Stored items
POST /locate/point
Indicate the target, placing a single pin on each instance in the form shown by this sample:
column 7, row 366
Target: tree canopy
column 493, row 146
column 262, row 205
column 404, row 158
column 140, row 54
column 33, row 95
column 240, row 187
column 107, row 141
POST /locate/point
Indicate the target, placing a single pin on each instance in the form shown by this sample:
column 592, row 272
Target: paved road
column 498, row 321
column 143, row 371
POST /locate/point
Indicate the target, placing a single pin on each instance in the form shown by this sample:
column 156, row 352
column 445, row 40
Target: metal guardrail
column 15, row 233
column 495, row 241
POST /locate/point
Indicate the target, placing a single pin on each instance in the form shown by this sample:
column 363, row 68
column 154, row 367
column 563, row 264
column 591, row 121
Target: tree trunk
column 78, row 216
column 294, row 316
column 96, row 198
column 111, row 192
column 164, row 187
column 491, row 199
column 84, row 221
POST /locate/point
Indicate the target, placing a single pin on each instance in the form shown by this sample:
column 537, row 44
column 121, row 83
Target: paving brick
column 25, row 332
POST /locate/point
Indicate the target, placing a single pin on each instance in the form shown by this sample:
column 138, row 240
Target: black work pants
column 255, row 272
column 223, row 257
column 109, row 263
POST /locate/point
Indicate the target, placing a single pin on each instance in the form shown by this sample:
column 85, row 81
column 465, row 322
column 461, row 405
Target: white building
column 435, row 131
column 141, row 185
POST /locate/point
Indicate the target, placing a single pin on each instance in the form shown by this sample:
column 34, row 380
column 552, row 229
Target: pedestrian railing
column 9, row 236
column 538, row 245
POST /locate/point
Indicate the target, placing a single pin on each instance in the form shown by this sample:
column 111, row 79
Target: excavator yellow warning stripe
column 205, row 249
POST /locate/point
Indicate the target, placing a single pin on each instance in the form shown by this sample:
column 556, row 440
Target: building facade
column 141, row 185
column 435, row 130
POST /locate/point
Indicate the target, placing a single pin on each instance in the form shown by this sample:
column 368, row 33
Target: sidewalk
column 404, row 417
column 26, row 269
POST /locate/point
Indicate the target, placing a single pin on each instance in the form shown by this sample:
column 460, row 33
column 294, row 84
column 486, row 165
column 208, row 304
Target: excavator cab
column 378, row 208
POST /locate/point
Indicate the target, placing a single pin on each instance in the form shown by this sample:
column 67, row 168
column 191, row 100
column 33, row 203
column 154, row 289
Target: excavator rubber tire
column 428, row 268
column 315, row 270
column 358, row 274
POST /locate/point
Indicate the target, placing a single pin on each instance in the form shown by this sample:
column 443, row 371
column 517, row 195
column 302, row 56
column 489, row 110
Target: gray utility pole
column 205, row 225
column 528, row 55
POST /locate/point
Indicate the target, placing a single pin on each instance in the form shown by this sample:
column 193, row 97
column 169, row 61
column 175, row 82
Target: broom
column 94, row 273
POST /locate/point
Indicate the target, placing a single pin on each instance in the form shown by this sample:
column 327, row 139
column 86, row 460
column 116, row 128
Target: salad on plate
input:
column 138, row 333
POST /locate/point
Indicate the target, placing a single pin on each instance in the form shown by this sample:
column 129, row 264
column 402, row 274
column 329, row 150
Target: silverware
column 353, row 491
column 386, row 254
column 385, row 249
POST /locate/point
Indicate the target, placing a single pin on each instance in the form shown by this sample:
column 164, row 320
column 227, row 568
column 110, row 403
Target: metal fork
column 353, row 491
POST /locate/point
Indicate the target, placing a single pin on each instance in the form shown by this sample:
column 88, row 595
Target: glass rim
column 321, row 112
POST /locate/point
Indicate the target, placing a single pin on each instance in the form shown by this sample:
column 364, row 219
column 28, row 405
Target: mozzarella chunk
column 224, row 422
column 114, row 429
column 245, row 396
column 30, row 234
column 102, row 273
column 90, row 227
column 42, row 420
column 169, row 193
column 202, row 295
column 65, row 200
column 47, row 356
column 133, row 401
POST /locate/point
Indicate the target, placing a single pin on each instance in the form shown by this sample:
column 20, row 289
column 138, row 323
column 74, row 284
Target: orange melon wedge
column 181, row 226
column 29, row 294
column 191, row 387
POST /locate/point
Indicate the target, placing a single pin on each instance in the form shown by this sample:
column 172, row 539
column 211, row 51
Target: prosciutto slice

__To do__
Repeat all the entries exactly as given.

__Answer to this task__
POST /locate/point
Indicate the target, placing a single pin on each instance in the form shown by this sample:
column 7, row 366
Target: tree canopy
column 493, row 146
column 262, row 205
column 404, row 158
column 140, row 54
column 33, row 95
column 240, row 187
column 107, row 141
POST /locate/point
Indicate the target, placing a single pin on each instance in the form shown by this sample:
column 592, row 272
Target: paved road
column 498, row 321
column 143, row 371
POST /locate/point
Indicate the target, placing a single pin on each instance in the form shown by this sample:
column 156, row 352
column 445, row 40
Target: metal guardrail
column 15, row 233
column 495, row 241
POST /locate/point
Indicate the target, placing a single pin on each instance in the form shown by this sample:
column 363, row 68
column 154, row 367
column 563, row 264
column 591, row 121
Target: tree trunk
column 78, row 216
column 294, row 316
column 96, row 198
column 111, row 192
column 164, row 187
column 491, row 199
column 84, row 221
POST /locate/point
Indicate the target, placing a single pin on each instance in the form shown by this sample:
column 537, row 44
column 121, row 83
Target: paving brick
column 25, row 332
POST /locate/point
Indicate the target, placing a single pin on each instance in the form shown by this sample:
column 138, row 240
Target: black work pants
column 255, row 272
column 223, row 257
column 109, row 263
POST /locate/point
Indicate the target, placing a single pin on each instance in the form shown by this sample:
column 85, row 81
column 465, row 322
column 461, row 405
Target: white building
column 435, row 131
column 141, row 185
POST /locate/point
Indicate the target, placing a single pin on each instance in the form shown by this sample:
column 34, row 380
column 552, row 229
Target: pedestrian railing
column 9, row 236
column 538, row 245
POST /locate/point
Indicate the target, placing a single pin on each instance in the form shown by this sample:
column 111, row 79
Target: excavator yellow warning stripe
column 205, row 249
POST /locate/point
Indicate the target, placing a single pin on each instance in the form shown by this sample:
column 556, row 440
Target: building facade
column 141, row 185
column 435, row 130
POST /locate/point
Indicate the target, placing a single pin on each instance in the form shown by this sample:
column 368, row 33
Target: sidewalk
column 404, row 417
column 26, row 269
POST /locate/point
Indicate the target, placing a single pin on each instance in the form shown by this sample:
column 460, row 33
column 294, row 84
column 486, row 165
column 208, row 304
Target: excavator cab
column 378, row 208
POST /locate/point
Indicate the target, placing a single pin on each instance in the form shown by this sample:
column 67, row 168
column 191, row 100
column 33, row 203
column 154, row 289
Target: excavator rubber tire
column 428, row 268
column 315, row 270
column 358, row 274
POST /locate/point
Indicate the target, placing a single pin on each instance in the form shown by this sample:
column 443, row 371
column 517, row 195
column 302, row 56
column 489, row 110
Target: gray utility pole
column 205, row 225
column 528, row 55
POST /locate/point
Indicate the target, placing a single pin on each instance in the form shown by this sample:
column 193, row 97
column 169, row 61
column 175, row 82
Target: broom
column 94, row 273
POST /locate/point
Indicate the target, placing a single pin on each instance in the form shown by this sample:
column 327, row 139
column 86, row 460
column 116, row 128
Target: salad on plate
input:
column 138, row 333
POST /locate/point
Indicate the target, placing a single pin on each instance in the form shown by this sample:
column 129, row 264
column 402, row 274
column 329, row 150
Target: silverware
column 353, row 491
column 386, row 254
column 385, row 249
POST /locate/point
Indicate the target, placing a single pin on each instance in the form shown by this sample:
column 164, row 320
column 227, row 568
column 110, row 403
Target: metal fork
column 353, row 491
POST /locate/point
Indicate the target, placing a single pin on each instance in the form shown by this sample:
column 88, row 595
Target: glass rim
column 321, row 112
POST /locate/point
Indicate the target, placing a single pin on each instance in the form shown by this sample:
column 364, row 219
column 28, row 405
Target: mozzarella chunk
column 224, row 422
column 114, row 429
column 245, row 396
column 30, row 234
column 102, row 273
column 90, row 227
column 42, row 420
column 169, row 193
column 202, row 295
column 65, row 200
column 47, row 356
column 133, row 401
POST /locate/point
Indicate the target, placing a single pin on each instance in the form shown by this sample:
column 20, row 289
column 138, row 323
column 74, row 284
Target: orange melon wedge
column 181, row 226
column 29, row 294
column 191, row 387
POST /locate/point
Indicate the target, placing a single pin on each instance in the form shown by this sample:
column 172, row 539
column 211, row 51
Target: prosciutto slice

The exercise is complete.